* **Description of the task**: Please reproduce the data exactly, excluding any pictures it contains.

* **Source information**:
━━━━

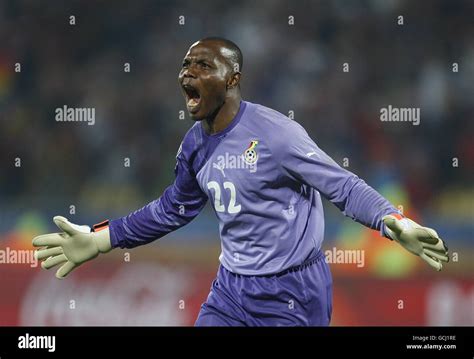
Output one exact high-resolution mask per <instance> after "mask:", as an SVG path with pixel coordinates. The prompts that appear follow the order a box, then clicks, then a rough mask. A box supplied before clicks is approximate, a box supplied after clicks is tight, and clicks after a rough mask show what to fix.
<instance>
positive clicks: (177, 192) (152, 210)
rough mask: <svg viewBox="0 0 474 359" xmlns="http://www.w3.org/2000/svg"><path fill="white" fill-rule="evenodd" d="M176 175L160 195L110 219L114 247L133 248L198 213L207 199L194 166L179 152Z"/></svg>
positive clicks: (167, 230)
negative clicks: (124, 212) (130, 211)
mask: <svg viewBox="0 0 474 359" xmlns="http://www.w3.org/2000/svg"><path fill="white" fill-rule="evenodd" d="M175 174H176V179H175V181H174V183H173V184H172V185H171V186H169V187H168V188H167V189H166V190H165V191H164V192H163V194H162V195H161V197H160V198H158V199H156V200H155V201H153V202H151V203H149V204H148V205H146V206H145V207H143V208H141V209H139V210H137V211H135V212H132V213H130V214H129V215H127V216H125V217H122V218H119V219H115V220H112V221H110V225H109V230H110V242H111V244H112V247H114V248H115V247H120V248H133V247H136V246H140V245H143V244H147V243H149V242H152V241H154V240H155V239H158V238H161V237H163V236H164V235H166V234H168V233H170V232H172V231H174V230H176V229H178V228H180V227H182V226H184V225H185V224H187V223H189V222H190V221H191V220H192V219H193V218H194V217H196V216H197V215H198V214H199V213H200V212H201V210H202V209H203V207H204V206H205V204H206V202H207V196H206V195H205V193H204V192H202V190H201V188H200V187H199V184H198V182H197V179H196V176H195V174H194V172H193V169H192V167H191V166H190V165H189V164H188V162H187V161H186V159H185V158H184V156H183V155H182V154H181V153H180V154H179V155H178V156H177V164H176V168H175Z"/></svg>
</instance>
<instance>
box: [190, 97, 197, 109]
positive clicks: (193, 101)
mask: <svg viewBox="0 0 474 359" xmlns="http://www.w3.org/2000/svg"><path fill="white" fill-rule="evenodd" d="M198 103H199V101H198V100H196V99H194V98H190V99H189V101H188V106H190V107H194V106H196V105H197V104H198Z"/></svg>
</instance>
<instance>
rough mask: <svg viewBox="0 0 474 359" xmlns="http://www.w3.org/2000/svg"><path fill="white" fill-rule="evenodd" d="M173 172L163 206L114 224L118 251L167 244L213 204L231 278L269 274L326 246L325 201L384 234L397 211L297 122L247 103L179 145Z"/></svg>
mask: <svg viewBox="0 0 474 359" xmlns="http://www.w3.org/2000/svg"><path fill="white" fill-rule="evenodd" d="M175 173H176V180H175V182H174V183H173V184H172V185H171V186H170V187H168V188H167V189H166V191H165V192H164V193H163V195H162V196H161V197H160V198H159V199H157V200H155V201H153V202H151V203H150V204H148V205H147V206H145V207H143V208H142V209H140V210H138V211H135V212H133V213H131V214H130V215H128V216H126V217H123V218H120V219H118V220H114V221H111V224H110V230H111V240H112V245H113V246H114V247H122V248H123V247H127V248H129V247H134V246H137V245H142V244H146V243H148V242H150V241H152V240H154V239H157V238H160V237H162V236H163V235H165V234H167V233H169V232H171V231H173V230H175V229H177V228H179V227H181V226H183V225H185V224H186V223H189V221H191V220H192V219H193V218H194V217H196V216H197V215H198V214H199V212H200V211H201V209H202V208H203V207H204V205H205V203H206V201H207V199H208V198H209V199H210V204H211V205H212V207H213V208H214V211H215V213H216V217H217V219H218V223H219V231H220V238H221V246H222V253H221V255H220V257H219V259H220V262H221V264H222V265H223V266H224V267H225V268H226V269H227V270H229V271H231V272H233V273H238V274H243V275H269V274H274V273H279V272H281V271H283V270H285V269H287V268H291V267H294V266H297V265H299V264H301V263H303V262H305V261H306V260H307V259H308V258H309V257H310V255H311V254H312V253H314V251H315V250H316V251H317V250H319V249H320V248H321V243H322V241H323V238H324V214H323V206H322V202H321V196H324V197H326V198H327V199H328V200H329V201H331V202H332V203H333V204H334V205H336V206H337V207H338V208H339V209H340V210H341V211H342V212H343V213H344V214H345V215H346V216H349V217H350V218H352V219H354V220H356V221H358V222H360V223H362V224H364V225H366V226H368V227H370V228H373V229H376V230H379V231H381V232H382V231H383V228H382V227H383V226H382V217H383V216H384V215H386V214H389V213H393V212H397V210H396V209H395V208H394V207H393V206H392V205H391V204H390V203H389V202H388V201H387V200H386V199H385V198H383V197H382V196H381V195H380V194H378V193H377V192H376V191H375V190H374V189H372V188H371V187H370V186H368V185H367V184H366V183H365V182H364V181H363V180H361V179H360V178H358V177H357V176H356V175H354V174H353V173H351V172H349V171H347V170H345V169H343V168H341V167H340V166H339V165H338V164H337V163H336V162H334V161H333V160H332V159H331V158H330V157H329V156H328V155H327V154H326V153H324V152H323V151H322V150H321V149H320V148H319V147H318V146H317V145H316V144H315V143H314V141H313V140H312V139H311V138H310V137H309V136H308V134H307V133H306V131H305V130H304V129H303V128H302V127H301V126H300V125H299V124H298V123H297V122H295V121H293V120H290V119H289V118H287V117H286V116H284V115H282V114H281V113H279V112H277V111H274V110H272V109H269V108H267V107H264V106H261V105H256V104H253V103H250V102H242V103H241V106H240V109H239V112H238V114H237V116H236V118H234V120H233V121H232V123H231V124H230V125H229V126H228V127H227V128H226V129H225V130H224V131H223V132H221V133H218V134H216V135H212V136H209V135H207V134H205V132H204V130H203V128H202V126H201V123H195V124H194V126H193V127H192V128H191V129H190V130H189V131H188V133H187V134H186V136H185V137H184V140H183V142H182V144H181V146H180V150H179V151H178V155H177V165H176V170H175ZM382 234H383V232H382Z"/></svg>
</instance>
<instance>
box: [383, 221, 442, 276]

━━━━

* **Finished exercise**:
Output one exact high-resolution mask per <instance> after "mask:", as an SVG path with pixel coordinates. The prompts that appear follow the order a box, then clicks, then a rough mask. A box supplied before clicks is approximate, a box supplied after clicks is tight, and clicks after a rough mask show what to fix.
<instance>
positive clicks: (177, 192) (152, 210)
rough mask: <svg viewBox="0 0 474 359" xmlns="http://www.w3.org/2000/svg"><path fill="white" fill-rule="evenodd" d="M176 175L160 195L110 219L114 247L133 248L198 213L207 199L194 166L179 152Z"/></svg>
positive clicks: (167, 230)
negative clicks: (124, 212) (130, 211)
mask: <svg viewBox="0 0 474 359" xmlns="http://www.w3.org/2000/svg"><path fill="white" fill-rule="evenodd" d="M175 174H176V179H175V181H174V183H173V184H172V185H171V186H169V187H168V188H167V189H166V190H165V191H164V192H163V194H162V195H161V197H160V198H158V199H156V200H155V201H153V202H151V203H149V204H148V205H146V206H145V207H143V208H141V209H139V210H137V211H135V212H132V213H130V214H129V215H127V216H125V217H122V218H119V219H115V220H112V221H110V225H109V230H110V242H111V244H112V247H114V248H115V247H120V248H133V247H136V246H140V245H143V244H147V243H149V242H152V241H154V240H155V239H158V238H161V237H163V236H164V235H166V234H168V233H170V232H172V231H174V230H176V229H178V228H180V227H182V226H184V225H185V224H187V223H189V222H190V221H191V220H192V219H193V218H194V217H196V216H197V215H198V214H199V213H200V212H201V210H202V209H203V207H204V206H205V204H206V202H207V196H206V195H205V193H204V192H202V190H201V188H200V187H199V184H198V182H197V179H196V176H195V174H194V172H193V169H192V167H191V166H190V165H189V164H188V162H187V161H186V159H185V158H184V156H183V155H182V154H181V153H180V154H179V155H178V156H177V164H176V168H175Z"/></svg>
</instance>
<instance>
box: [190, 97, 197, 109]
positive clicks: (193, 101)
mask: <svg viewBox="0 0 474 359" xmlns="http://www.w3.org/2000/svg"><path fill="white" fill-rule="evenodd" d="M198 103H199V101H198V100H196V99H194V98H190V99H189V101H188V106H190V107H194V106H196V105H197V104H198Z"/></svg>
</instance>
<instance>
rough mask: <svg viewBox="0 0 474 359" xmlns="http://www.w3.org/2000/svg"><path fill="white" fill-rule="evenodd" d="M173 172L163 206L114 224L118 251L167 244L213 204L231 278L269 274L326 246L325 201L384 234L397 211L297 122L247 103L179 145Z"/></svg>
mask: <svg viewBox="0 0 474 359" xmlns="http://www.w3.org/2000/svg"><path fill="white" fill-rule="evenodd" d="M175 173H176V180H175V182H174V183H173V184H172V185H171V186H170V187H168V188H167V189H166V191H165V192H164V193H163V195H162V196H161V197H160V198H159V199H157V200H155V201H153V202H151V203H150V204H148V205H147V206H145V207H143V208H142V209H140V210H138V211H135V212H133V213H131V214H130V215H128V216H126V217H123V218H120V219H118V220H114V221H111V224H110V230H111V240H112V245H113V246H114V247H122V248H123V247H127V248H129V247H134V246H137V245H142V244H146V243H148V242H150V241H152V240H154V239H157V238H160V237H162V236H163V235H165V234H167V233H169V232H171V231H173V230H175V229H177V228H179V227H181V226H183V225H185V224H186V223H189V221H191V220H192V219H193V218H194V217H196V216H197V215H198V214H199V212H200V211H201V209H202V208H203V207H204V205H205V203H206V201H207V199H208V198H209V199H210V204H211V205H212V207H213V208H214V211H215V213H216V217H217V219H218V223H219V231H220V238H221V246H222V253H221V255H220V257H219V259H220V262H221V264H222V265H223V266H224V267H225V268H226V269H227V270H229V271H231V272H233V273H238V274H243V275H269V274H274V273H279V272H281V271H283V270H285V269H287V268H291V267H294V266H297V265H299V264H301V263H303V262H305V261H306V260H307V259H308V258H309V257H310V255H311V254H312V253H314V251H315V250H316V251H317V250H319V249H320V248H321V243H322V241H323V238H324V214H323V206H322V202H321V196H324V197H326V198H327V199H328V200H329V201H331V202H332V203H333V204H334V205H336V206H337V207H338V208H339V209H340V210H341V211H342V212H343V213H344V214H345V215H346V216H349V217H350V218H352V219H354V220H356V221H358V222H360V223H362V224H364V225H366V226H368V227H370V228H373V229H376V230H379V231H381V232H382V231H383V228H382V227H383V226H382V217H383V216H384V215H386V214H389V213H393V212H397V210H396V209H395V208H394V207H393V206H392V205H391V204H390V203H389V202H388V201H387V200H386V199H385V198H383V197H382V196H381V195H380V194H378V193H377V192H376V191H375V190H374V189H372V188H371V187H370V186H368V185H367V184H366V183H365V182H364V181H363V180H361V179H360V178H358V177H357V176H356V175H354V174H353V173H351V172H349V171H347V170H345V169H343V168H341V167H340V166H339V165H338V164H337V163H336V162H334V161H333V160H332V159H331V158H330V157H329V156H328V155H327V154H326V153H324V152H323V151H322V150H321V149H320V148H319V147H318V146H317V145H316V144H315V143H314V141H313V140H312V139H311V138H310V137H309V136H308V134H307V133H306V131H305V130H304V129H303V128H302V127H301V126H300V125H299V124H298V123H297V122H295V121H293V120H290V119H289V118H287V117H286V116H284V115H282V114H281V113H279V112H277V111H274V110H272V109H269V108H267V107H264V106H261V105H256V104H253V103H250V102H242V103H241V106H240V109H239V112H238V114H237V116H236V118H234V120H233V121H232V123H231V124H230V125H229V126H228V127H227V128H226V129H225V130H224V131H223V132H221V133H218V134H216V135H212V136H209V135H207V134H205V132H204V130H203V128H202V126H201V123H195V124H194V126H193V127H192V128H191V129H190V130H189V131H188V133H187V134H186V136H185V137H184V140H183V142H182V144H181V146H180V150H179V151H178V155H177V165H176V170H175ZM382 234H383V232H382Z"/></svg>
</instance>
<instance>
box: [383, 221, 442, 276]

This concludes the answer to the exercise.